* Source material *
Start

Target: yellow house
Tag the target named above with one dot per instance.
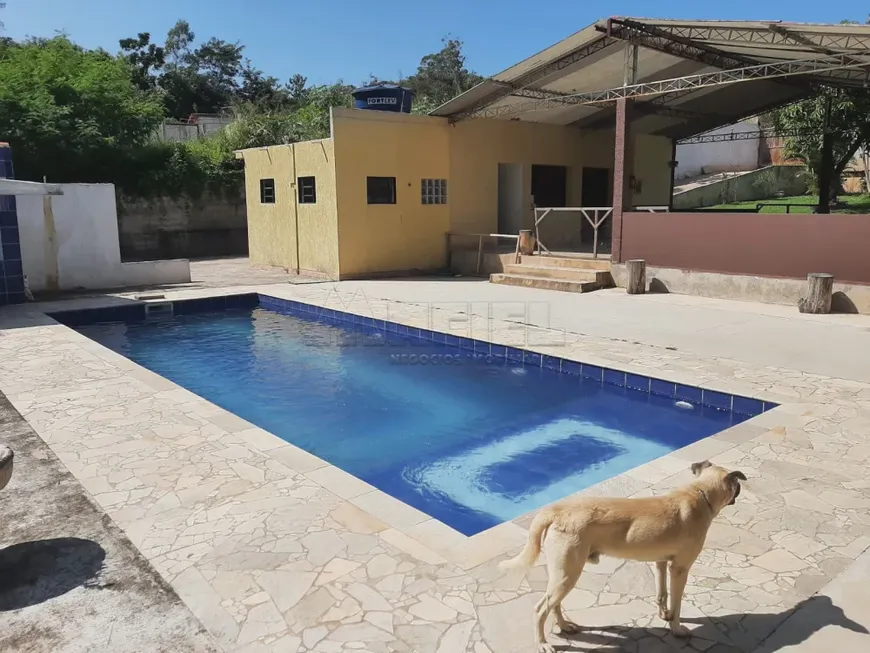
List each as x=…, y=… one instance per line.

End
Start

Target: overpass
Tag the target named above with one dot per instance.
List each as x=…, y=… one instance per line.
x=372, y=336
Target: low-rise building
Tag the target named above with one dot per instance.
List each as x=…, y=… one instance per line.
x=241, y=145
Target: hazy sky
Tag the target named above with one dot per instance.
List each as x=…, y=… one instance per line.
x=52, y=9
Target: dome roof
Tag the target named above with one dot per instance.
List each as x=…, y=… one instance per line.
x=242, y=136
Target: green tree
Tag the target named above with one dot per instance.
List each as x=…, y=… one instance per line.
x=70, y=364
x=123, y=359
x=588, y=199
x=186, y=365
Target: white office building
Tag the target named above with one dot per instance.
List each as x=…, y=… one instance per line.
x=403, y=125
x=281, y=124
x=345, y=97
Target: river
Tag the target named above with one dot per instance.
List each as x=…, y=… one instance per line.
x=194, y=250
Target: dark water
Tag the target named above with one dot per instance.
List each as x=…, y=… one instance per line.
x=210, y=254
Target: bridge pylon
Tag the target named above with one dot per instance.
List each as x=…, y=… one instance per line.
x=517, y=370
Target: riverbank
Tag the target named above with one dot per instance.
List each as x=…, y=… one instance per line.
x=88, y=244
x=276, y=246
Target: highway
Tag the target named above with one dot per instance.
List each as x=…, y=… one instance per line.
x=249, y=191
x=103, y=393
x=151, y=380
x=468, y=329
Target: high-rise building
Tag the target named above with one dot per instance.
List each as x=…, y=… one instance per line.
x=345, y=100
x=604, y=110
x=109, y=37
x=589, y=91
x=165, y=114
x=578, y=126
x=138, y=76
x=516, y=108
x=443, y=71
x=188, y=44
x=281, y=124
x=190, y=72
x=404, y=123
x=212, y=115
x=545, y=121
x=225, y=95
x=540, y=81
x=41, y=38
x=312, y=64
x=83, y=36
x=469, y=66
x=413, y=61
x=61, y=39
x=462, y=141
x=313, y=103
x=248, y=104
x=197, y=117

End

* What is asked *
Please put the lines of the records from the line with "Target: bridge pylon" up to and including the line with "x=276, y=246" into a Markdown table with the columns Row and Line. Number each line under Row and leave out any blank lines.

* The result *
| Row | Line |
|---|---|
| 1 | Target: bridge pylon |
| 2 | Tag the target named above with one dot per instance. |
| 3 | List each as x=…, y=… one instance per line. |
| 4 | x=517, y=370 |
| 5 | Target: riverbank |
| 6 | Tag the target named above with one dot per instance. |
| 7 | List each as x=…, y=… one instance per line. |
| 8 | x=88, y=244 |
| 9 | x=276, y=246 |